* 요청 내용 *
아래 항목에서 "gravel"라는 단어가 들어 있는 줄을 하나도 빠짐없이 뽑아 적으세요.

━━━ 자료 ━━━

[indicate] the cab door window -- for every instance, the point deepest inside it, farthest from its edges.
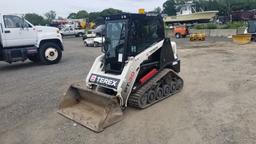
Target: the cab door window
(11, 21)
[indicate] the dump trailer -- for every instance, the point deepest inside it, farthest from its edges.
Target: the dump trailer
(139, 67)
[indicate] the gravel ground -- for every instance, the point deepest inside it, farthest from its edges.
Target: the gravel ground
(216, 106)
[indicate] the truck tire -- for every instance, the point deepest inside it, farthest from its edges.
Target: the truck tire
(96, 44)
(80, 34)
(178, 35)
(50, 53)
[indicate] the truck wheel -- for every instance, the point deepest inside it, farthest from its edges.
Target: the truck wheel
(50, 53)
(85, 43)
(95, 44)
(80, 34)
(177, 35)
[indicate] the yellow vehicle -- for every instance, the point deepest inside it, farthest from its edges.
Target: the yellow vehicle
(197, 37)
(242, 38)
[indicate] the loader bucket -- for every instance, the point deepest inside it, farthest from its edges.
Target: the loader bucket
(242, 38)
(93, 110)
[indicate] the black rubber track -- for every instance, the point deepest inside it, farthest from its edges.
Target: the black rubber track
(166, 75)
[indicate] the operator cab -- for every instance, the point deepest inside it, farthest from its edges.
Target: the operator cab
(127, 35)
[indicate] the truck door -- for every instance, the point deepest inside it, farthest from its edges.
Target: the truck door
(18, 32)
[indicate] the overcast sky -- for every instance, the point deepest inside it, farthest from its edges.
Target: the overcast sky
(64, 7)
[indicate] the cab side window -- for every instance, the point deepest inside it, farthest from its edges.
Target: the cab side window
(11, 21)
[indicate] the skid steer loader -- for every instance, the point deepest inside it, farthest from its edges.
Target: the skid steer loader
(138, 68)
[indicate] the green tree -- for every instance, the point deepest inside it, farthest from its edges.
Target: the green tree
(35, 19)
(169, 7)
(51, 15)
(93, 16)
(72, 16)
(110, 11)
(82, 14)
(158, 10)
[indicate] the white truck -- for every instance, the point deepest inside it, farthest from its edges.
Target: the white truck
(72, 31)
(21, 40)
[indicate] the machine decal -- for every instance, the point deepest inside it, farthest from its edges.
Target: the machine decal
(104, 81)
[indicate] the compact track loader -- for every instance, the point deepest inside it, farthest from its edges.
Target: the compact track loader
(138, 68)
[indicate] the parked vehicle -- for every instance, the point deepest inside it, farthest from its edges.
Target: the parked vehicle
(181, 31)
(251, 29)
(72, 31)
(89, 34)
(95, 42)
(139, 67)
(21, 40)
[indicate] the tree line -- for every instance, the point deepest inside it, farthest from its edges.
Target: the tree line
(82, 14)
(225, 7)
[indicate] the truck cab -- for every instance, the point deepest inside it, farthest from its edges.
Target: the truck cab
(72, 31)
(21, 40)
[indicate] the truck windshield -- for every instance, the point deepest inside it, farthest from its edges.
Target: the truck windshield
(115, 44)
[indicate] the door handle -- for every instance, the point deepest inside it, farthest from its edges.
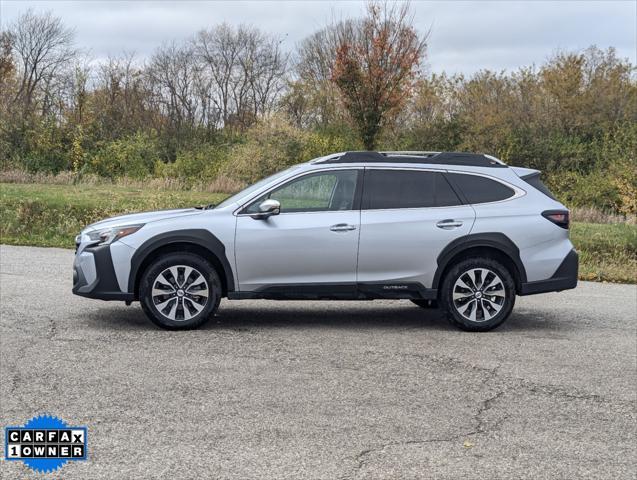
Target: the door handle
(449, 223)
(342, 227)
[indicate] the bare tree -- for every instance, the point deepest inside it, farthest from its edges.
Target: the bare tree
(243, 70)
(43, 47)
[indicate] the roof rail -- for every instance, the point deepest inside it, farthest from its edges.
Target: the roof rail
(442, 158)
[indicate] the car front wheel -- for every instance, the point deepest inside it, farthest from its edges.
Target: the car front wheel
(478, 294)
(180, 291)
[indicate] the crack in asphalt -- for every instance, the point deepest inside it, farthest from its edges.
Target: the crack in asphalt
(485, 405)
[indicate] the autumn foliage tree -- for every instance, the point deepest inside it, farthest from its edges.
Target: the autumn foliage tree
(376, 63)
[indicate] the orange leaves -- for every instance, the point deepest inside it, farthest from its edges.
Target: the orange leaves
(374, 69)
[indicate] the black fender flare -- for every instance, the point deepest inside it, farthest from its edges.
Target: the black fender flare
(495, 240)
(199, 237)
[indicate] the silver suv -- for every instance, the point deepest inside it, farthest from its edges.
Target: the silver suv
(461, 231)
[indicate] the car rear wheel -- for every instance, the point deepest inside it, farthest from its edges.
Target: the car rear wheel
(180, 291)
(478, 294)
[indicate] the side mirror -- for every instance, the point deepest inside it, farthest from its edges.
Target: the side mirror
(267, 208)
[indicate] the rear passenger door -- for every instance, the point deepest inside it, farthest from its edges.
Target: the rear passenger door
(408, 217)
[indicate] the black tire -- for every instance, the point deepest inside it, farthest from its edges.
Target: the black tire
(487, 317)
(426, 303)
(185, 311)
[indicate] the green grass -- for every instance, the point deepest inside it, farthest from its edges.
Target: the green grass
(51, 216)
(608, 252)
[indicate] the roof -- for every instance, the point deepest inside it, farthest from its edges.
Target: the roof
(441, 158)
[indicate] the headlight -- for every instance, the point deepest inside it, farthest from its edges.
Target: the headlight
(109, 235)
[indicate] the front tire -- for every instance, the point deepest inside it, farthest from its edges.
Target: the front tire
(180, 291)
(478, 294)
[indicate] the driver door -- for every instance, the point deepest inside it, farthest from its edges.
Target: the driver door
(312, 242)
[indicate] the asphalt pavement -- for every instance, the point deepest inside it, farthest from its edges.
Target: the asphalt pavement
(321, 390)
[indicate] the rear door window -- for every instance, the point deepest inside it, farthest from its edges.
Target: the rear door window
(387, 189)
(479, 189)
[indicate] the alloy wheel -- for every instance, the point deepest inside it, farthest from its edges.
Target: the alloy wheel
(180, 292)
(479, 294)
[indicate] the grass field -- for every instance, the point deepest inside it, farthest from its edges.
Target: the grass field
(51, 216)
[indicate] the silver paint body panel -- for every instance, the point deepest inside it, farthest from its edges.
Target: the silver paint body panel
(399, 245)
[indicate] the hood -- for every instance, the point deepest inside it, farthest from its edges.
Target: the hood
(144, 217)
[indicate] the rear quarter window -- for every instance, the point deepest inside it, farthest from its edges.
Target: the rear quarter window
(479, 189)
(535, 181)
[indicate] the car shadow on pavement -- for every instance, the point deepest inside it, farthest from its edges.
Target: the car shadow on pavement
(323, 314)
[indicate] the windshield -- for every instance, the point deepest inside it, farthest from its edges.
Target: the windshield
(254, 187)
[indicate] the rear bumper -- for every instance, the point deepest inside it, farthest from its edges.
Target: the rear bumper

━━━
━━━ 자료 ━━━

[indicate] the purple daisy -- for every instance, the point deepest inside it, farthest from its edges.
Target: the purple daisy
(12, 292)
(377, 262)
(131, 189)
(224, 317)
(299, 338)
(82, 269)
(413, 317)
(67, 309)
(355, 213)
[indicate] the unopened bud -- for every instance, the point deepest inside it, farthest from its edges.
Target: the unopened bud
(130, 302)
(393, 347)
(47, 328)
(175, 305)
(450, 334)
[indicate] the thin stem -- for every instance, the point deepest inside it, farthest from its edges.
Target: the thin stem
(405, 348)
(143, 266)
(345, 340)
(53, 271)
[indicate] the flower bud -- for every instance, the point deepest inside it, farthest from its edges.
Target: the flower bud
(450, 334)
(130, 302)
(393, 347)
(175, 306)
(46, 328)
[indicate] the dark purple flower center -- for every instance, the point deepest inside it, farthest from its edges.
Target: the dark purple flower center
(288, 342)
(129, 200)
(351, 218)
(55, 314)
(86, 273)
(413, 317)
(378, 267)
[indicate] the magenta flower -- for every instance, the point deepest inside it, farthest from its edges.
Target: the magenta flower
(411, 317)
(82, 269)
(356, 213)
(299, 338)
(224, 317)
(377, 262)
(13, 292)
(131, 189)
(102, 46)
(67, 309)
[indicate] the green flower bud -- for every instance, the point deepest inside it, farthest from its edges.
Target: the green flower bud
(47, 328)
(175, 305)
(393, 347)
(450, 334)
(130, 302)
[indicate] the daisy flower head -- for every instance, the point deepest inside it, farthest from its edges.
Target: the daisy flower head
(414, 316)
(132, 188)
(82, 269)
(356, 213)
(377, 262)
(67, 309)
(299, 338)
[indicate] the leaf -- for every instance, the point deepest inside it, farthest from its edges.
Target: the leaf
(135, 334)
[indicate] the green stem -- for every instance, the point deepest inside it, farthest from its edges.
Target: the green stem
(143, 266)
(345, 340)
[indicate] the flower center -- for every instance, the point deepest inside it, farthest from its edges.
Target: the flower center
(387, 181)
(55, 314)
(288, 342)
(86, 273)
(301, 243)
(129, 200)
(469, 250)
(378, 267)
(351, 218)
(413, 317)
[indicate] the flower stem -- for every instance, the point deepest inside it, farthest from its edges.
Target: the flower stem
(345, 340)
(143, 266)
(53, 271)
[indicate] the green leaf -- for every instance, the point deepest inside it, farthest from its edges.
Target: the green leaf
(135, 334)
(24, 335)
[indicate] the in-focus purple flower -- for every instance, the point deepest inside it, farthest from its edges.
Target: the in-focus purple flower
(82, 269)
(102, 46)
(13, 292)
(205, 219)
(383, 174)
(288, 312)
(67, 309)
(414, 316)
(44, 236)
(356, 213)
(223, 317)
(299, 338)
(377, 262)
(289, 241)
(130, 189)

━━━

* 과제 답 *
[indicate] the gravel ground -- for every instance, the point deepest inside it, farthest from its edges.
Target: the gravel ground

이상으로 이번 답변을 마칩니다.